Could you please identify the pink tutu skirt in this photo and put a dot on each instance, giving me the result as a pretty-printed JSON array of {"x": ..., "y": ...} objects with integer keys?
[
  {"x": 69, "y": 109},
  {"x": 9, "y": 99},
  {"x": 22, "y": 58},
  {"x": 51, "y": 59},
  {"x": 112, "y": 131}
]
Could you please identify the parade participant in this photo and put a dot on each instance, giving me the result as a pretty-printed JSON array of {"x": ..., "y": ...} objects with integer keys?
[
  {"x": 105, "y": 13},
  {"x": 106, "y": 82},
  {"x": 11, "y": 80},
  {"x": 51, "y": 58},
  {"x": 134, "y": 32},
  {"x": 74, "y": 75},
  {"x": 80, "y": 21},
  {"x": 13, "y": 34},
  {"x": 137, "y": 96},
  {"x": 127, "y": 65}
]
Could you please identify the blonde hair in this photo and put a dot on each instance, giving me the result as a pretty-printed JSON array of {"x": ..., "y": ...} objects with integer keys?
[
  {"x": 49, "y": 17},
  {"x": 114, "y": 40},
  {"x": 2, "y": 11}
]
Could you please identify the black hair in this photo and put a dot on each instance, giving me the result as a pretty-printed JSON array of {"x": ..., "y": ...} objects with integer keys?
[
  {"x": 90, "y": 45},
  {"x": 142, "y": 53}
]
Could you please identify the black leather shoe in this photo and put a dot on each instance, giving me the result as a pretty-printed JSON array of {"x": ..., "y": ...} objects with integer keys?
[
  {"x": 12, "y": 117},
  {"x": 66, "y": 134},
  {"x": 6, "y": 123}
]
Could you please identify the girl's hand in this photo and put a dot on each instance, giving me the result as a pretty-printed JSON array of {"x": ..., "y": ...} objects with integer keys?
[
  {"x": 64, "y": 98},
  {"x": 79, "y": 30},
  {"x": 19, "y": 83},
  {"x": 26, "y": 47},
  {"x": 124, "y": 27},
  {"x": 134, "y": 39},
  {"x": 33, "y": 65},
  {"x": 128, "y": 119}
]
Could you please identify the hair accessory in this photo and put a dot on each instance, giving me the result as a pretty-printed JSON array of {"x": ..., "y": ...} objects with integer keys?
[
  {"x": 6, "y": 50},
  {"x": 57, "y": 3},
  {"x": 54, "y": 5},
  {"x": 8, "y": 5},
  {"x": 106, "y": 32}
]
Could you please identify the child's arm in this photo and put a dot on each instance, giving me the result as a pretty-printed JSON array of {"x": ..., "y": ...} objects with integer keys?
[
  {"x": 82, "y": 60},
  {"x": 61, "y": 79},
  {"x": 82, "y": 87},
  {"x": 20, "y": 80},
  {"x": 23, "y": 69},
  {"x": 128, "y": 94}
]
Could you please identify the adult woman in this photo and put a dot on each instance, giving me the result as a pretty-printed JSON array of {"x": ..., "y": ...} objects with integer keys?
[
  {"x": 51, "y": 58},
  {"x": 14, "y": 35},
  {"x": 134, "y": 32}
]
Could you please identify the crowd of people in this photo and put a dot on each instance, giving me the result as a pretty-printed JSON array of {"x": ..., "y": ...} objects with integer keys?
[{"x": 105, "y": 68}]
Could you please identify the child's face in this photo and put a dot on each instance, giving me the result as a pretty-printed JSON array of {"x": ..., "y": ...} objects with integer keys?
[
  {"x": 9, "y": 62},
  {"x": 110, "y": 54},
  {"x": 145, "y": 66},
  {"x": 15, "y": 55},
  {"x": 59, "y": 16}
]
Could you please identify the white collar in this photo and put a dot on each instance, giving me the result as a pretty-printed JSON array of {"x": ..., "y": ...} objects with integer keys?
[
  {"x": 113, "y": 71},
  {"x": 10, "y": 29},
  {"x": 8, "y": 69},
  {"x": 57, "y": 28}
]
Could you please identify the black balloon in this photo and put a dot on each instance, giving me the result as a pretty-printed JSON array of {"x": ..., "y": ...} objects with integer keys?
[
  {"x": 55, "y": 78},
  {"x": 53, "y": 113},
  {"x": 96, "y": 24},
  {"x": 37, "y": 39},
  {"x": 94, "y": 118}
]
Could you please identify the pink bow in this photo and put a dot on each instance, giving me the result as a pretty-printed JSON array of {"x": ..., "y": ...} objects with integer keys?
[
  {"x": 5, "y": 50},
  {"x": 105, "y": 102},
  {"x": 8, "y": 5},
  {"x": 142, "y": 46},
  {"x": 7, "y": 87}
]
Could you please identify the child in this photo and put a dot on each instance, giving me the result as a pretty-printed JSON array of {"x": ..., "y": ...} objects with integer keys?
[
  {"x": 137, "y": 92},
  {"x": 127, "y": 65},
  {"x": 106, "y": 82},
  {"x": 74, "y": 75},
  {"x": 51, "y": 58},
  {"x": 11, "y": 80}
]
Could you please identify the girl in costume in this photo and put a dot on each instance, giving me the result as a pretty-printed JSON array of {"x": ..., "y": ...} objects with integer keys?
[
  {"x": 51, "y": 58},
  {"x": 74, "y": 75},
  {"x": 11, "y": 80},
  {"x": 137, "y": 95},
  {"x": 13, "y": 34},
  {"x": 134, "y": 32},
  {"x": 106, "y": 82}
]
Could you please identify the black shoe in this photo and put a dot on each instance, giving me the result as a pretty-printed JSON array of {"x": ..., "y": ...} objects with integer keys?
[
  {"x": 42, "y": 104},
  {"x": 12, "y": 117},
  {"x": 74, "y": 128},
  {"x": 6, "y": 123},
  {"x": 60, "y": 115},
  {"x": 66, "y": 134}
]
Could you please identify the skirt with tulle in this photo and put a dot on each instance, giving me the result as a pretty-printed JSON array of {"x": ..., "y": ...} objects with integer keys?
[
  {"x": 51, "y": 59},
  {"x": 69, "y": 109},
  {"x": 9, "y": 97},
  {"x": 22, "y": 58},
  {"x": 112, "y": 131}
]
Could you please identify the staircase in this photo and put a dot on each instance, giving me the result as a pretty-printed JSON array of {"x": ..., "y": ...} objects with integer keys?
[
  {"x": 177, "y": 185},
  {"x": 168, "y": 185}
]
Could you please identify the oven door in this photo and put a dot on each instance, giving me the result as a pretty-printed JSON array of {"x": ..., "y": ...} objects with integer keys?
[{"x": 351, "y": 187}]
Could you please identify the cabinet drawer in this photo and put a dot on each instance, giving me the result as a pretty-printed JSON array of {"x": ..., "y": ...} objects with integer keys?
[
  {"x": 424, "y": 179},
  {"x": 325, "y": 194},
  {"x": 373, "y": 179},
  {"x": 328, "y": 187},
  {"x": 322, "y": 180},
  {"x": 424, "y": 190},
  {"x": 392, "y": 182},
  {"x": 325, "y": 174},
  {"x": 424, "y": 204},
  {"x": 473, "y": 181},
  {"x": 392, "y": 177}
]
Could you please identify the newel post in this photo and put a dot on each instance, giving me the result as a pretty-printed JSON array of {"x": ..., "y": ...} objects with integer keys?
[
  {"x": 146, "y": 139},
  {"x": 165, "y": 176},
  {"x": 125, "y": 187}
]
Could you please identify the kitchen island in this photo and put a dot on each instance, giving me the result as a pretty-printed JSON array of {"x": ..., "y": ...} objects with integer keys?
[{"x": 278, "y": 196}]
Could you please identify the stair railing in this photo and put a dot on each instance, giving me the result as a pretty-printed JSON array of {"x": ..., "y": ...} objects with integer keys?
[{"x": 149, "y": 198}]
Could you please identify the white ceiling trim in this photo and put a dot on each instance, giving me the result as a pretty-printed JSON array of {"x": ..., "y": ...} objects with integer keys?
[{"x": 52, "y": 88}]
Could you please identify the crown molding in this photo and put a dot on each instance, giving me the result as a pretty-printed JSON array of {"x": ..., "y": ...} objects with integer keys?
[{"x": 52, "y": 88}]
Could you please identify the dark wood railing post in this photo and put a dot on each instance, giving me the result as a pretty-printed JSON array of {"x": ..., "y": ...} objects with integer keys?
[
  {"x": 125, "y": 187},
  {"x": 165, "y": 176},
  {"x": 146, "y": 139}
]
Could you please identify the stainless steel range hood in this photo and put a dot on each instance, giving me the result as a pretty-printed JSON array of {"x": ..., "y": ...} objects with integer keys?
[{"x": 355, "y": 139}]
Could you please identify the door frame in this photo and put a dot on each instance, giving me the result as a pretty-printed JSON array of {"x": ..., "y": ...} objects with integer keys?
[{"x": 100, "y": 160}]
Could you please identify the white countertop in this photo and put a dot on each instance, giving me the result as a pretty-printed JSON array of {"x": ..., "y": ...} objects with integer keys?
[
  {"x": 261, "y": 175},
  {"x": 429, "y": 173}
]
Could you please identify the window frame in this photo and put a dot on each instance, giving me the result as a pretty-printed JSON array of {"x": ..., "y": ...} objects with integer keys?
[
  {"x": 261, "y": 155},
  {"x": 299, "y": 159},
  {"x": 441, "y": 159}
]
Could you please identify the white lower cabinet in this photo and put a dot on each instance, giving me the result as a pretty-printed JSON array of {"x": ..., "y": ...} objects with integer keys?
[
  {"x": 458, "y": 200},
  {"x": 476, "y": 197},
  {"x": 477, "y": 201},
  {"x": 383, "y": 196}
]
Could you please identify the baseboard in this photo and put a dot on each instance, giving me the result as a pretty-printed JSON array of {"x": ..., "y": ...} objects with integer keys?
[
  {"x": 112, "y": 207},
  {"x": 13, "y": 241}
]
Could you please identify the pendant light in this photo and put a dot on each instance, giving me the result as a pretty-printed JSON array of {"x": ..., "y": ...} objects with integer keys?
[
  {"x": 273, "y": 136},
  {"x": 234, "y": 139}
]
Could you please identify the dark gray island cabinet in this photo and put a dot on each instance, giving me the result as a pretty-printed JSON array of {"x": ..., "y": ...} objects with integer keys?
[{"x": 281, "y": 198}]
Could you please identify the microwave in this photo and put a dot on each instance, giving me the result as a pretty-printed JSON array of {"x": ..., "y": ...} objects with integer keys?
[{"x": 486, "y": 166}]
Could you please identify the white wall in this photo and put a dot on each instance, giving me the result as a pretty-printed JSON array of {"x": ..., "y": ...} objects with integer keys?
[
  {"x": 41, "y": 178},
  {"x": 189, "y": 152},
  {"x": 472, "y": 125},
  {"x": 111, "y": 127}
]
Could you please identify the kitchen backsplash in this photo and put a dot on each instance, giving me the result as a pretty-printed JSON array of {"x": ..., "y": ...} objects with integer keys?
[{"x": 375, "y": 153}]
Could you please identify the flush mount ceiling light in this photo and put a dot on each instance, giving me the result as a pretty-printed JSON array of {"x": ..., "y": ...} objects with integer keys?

### What you should do
Could you write out, exactly, each line of the data above from the one containing "Could you please identify the white wall" through the last, including both?

### Answer to this problem
Could you please identify the white wall in this photo and put a dot on each instance, giving me the result as a pretty-printed JSON array of {"x": ..., "y": ...} objects with integer keys?
[
  {"x": 41, "y": 178},
  {"x": 189, "y": 152},
  {"x": 472, "y": 125},
  {"x": 111, "y": 127}
]
Could you please identify the kitchen backsplash in this photo and put a dot on each instance, giving me the result as a pretty-printed JSON array of {"x": ..., "y": ...} objects with integer keys?
[{"x": 375, "y": 153}]
Could you please identify the flush mount ceiling light in this photo and put a dot on each instance, giving me the result as a pretty-printed JSON array of {"x": ..., "y": ...} objects with integer keys?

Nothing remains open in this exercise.